● **Texto citado**
++++++++++++++++++++

Feito sob cuidados do presidente da Academia Argentina de Letras, dicionário reúne 11 mil verbetes

Lançamento integra série de eventos que comemoram o bicentenário da revolução que abriu caminho para a independência argentina

DENISE MOTA
COLABORAÇÃO PARA A FOLHA

Terror dos tradutores e tempero indispensável das conversas cotidianas no outro lado da fronteira, as gírias e expressões populares da Argentina passarão a engrossar as bibliotecas de Buenos Aires.
Estarão compiladas em volume com 11 mil verbetes, o "Diccionario del Habla de los Argentinos", a ser lançado em abril pela Academia Argentina de Letras e a editora Emecé.
O dicionário recupera maneiras de falar utilizadas no século 19 e já desaparecidas. E componentes do léxico vizinho nascidos há não mais de uma década que, por sua atualidade e recorrência, terminam por ajudar a compor um raio-x da oralidade argentina de hoje.
O volume resgata ainda expressões que se vinculam diretamente a períodos cruciais da história dos argentinos, caso de "cabecitas negras" -usada por Eva Perón para se referir afetivamente à massa trabalhadora.
Ou "la mano de Dios", imediatamente associada ao gol de mão que Maradona marcou contra a seleção inglesa em 1986, mas que tem origem bíblica e significados que transcendem o universo do futebol.
O lançamento do título é apenas um entre a série de eventos de ordem cultural que terão lugar no país vizinho por conta da comemoração do bicentenário da revolução que abriu caminho para a independência argentina, efeméride que se celebra em 25 de maio de 2010.

"Ser un churro"
"O dicionário é uma homenagem à criatividade do povo argentino no que diz respeito ao uso da língua comum, o espanhol. Prova que não temos sido maus administradores dessa fortuna: a aumentamos", diz Pedro Luis Barcia, presidente da Academia Argentina de Letras e mentor do volume.

++++++++++++++++++++

● **Instrução A**
Na notícia sobre o dicionário de expressões argentinas, quantos verbetes reúne o volume?
● **Instrução B**
Na notícia sobre o dicionário de expressões argentinas, reescreva tudo desde "Lançamento integra série" até "a editora Emecé.", trocando "bibliotecas" por "livrarias".
● **Instrução C**
Dê continuidade à notícia sobre o dicionário de expressões argentinas a partir do ponto em que ela termina.

● **Dados fornecidos**

++++++++++++++++++++

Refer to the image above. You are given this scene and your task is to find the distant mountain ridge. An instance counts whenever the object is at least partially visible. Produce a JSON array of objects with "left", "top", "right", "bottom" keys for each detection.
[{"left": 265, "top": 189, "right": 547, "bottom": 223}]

++++++++++++++++++++

● **Resposta escrita A**
11 mil verbetes.

● **Resposta escrita B**
Lançamento integra série de eventos que comemoram o bicentenário da revolução que abriu caminho para a independência argentina

DENISE MOTA
COLABORAÇÃO PARA A FOLHA

Terror dos tradutores e tempero indispensável das conversas cotidianas no outro lado da fronteira, as gírias e expressões populares da Argentina passarão a engrossar as livrarias de Buenos Aires.
Estarão compiladas em volume com 11 mil verbetes, o "Diccionario del Habla de los Argentinos", a ser lançado em abril pela Academia Argentina de Letras e a editora Emecé.

● **Resposta escrita C**
Apesar de muitas expressões serem utilizadas também na Espanha, o dicionário foi pautado pela busca de conteúdo "contrastivo", como explica Barcia -ou seja, de termos que representassem significados propriamente argentinos ou, no máximo, compartilhados regionalmente, especialmente com o Uruguai e o Paraguai.
Assim, "ser un churro", que na Espanha corresponde a "ser uma casualidade", em todo o Rio da Prata significa "ser bonito, atraente".
"Há expressões que parecem de um portenhismo extremo, mas são usadas nos dois lados do Atlântico", aponta. "São os casos de "de mala leche" (pessoa ruim), "estar hecho puré" (estar esgotado ou triste), "ponerse las pilas" (animar-se a fazer algo) e "pasarla bomba" (divertir-se)."
Modismos, frases feitas e expressões idiomáticas se fazem acompanhar por indicações de sua função gramatical, do nível de uso (se são coloquiais, vulgares ou jargões), sua conotação (humorística, depreciativa etc.) e de comentários sobre as origens do termo, o contexto histórico em que surgiram e exemplos de uso.
A obra não contém provérbios, que serão tema, segundo conta o presidente da academia, de um volume a ser lançado futuramente.

"Ser un fanfurriña"
Outro critério utilizado por Barcia foi eternizar frases que tivessem um mínimo de longevidade definido em pelo menos cinco anos. "Os âmbitos com presença mais caudalosa de termos são o sexual, o esportivo, o rural e o de turfe."
De acordo com o autor, trata-se do primeiro dicionário exclusivamente fraseológico da fala argentina. Outros volumes latino-americanos de naturezas semelhantes existem no Uruguai, na Colômbia, em Honduras e na Nicarágua.
"Mas o nosso traz expressões muito antigas, do século 19, e que desapareceram, como "tomar un chino" (irritar-se) ou "ser un fanfurriña", oriunda do português do Brasil e que significa ser um covarde com pretensões de valente. Também apresenta termos bicentenários: "donde el diablo perdió el poncho" (algo como onde o diabo perdeu as botas), "andar de capa caída" (andar cabisbaixo), "armar quilombo" (armar confusão) e outros que são recentes, mas já saíram de uso."